• _GOAL OF THE EXERCISE_
Pull out every line of the material below that contains the word "iron", matching case exactly.

Start RAW DATA

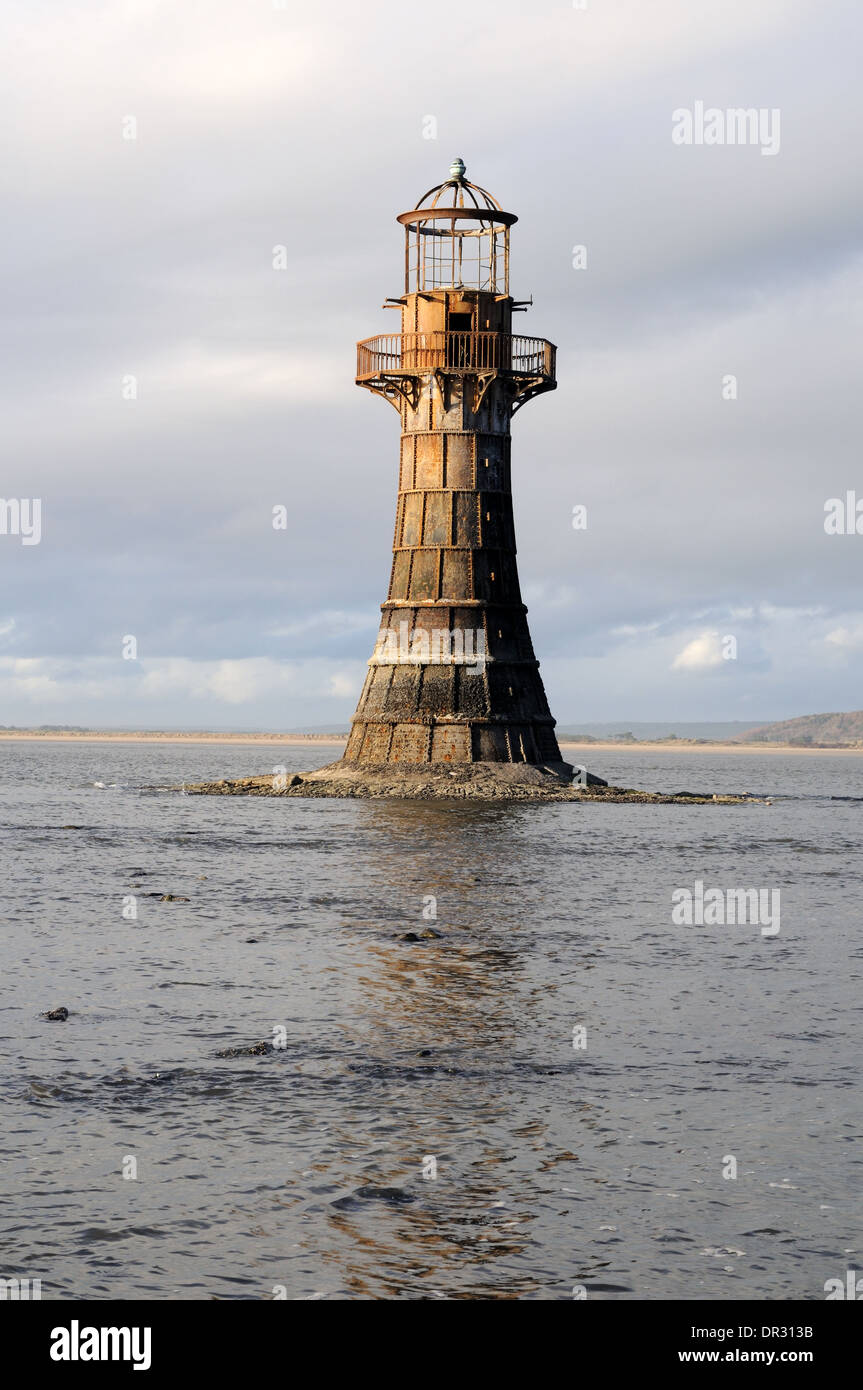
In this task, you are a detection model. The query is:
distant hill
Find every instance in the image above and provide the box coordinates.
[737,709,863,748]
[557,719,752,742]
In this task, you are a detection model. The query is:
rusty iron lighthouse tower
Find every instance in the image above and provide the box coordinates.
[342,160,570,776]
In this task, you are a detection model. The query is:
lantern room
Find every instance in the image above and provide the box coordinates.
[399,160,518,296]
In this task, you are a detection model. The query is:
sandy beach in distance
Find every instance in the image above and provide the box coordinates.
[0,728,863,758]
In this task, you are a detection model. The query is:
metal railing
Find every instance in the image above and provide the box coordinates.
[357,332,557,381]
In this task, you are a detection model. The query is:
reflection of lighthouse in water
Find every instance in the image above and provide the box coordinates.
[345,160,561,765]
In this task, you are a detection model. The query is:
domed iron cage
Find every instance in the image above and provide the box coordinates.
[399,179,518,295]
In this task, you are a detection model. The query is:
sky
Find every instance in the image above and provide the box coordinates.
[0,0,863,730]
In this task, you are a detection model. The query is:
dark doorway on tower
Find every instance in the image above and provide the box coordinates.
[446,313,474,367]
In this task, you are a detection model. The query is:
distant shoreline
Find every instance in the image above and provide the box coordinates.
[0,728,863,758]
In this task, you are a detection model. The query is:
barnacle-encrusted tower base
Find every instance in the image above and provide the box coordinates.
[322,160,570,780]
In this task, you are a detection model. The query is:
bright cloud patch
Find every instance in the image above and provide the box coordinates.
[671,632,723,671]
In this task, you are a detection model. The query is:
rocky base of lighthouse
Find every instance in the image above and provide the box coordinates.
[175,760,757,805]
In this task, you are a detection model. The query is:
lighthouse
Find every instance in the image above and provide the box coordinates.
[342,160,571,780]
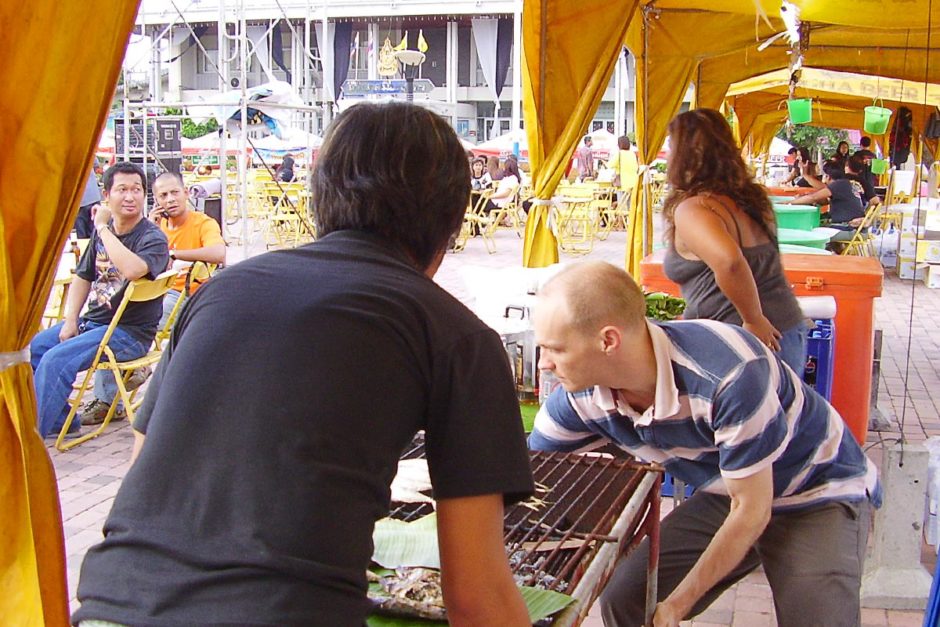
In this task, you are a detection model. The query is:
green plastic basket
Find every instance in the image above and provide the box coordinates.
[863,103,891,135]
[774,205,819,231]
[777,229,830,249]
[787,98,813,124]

End RAW DATA
Start RAW DATA

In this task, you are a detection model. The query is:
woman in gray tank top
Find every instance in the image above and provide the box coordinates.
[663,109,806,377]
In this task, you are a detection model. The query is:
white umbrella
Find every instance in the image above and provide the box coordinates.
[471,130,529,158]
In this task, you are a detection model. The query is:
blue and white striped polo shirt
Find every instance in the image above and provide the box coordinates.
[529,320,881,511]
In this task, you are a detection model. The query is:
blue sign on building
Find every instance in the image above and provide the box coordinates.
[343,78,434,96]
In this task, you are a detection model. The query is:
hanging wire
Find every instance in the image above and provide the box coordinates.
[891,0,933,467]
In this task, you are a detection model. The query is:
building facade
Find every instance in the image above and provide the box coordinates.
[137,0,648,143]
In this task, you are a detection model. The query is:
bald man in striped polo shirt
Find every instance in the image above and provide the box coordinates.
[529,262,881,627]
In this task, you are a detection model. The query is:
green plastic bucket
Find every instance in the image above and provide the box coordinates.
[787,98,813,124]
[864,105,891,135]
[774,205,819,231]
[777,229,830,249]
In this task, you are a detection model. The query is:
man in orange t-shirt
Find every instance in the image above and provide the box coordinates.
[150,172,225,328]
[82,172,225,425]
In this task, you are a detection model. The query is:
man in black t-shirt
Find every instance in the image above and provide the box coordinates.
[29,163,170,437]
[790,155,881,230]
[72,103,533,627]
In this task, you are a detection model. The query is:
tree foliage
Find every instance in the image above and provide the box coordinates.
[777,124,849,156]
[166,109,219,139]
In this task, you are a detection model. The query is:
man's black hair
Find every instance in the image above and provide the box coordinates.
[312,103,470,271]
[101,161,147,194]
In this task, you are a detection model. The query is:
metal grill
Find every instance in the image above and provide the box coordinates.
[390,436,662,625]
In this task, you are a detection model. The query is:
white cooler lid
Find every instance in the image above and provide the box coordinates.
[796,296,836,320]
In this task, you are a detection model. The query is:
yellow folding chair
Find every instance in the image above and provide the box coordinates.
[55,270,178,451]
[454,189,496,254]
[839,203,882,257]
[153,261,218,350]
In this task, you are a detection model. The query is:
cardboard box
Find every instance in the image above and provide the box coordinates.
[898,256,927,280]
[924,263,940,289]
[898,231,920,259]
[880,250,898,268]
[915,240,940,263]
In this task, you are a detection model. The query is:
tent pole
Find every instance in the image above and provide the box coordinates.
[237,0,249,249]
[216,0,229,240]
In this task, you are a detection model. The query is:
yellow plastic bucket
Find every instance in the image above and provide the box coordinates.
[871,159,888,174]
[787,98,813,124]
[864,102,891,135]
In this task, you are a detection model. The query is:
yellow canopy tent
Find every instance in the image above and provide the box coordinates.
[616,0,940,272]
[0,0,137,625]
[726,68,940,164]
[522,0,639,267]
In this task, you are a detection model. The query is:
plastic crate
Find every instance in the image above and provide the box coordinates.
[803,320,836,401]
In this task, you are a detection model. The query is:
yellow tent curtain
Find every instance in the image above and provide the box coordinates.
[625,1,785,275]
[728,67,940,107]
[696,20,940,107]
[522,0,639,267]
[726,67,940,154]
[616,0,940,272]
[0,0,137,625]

End RAW DATA

• _SOLUTION TO THE EXERCISE_
rusty iron lighthouse tower
domed iron cage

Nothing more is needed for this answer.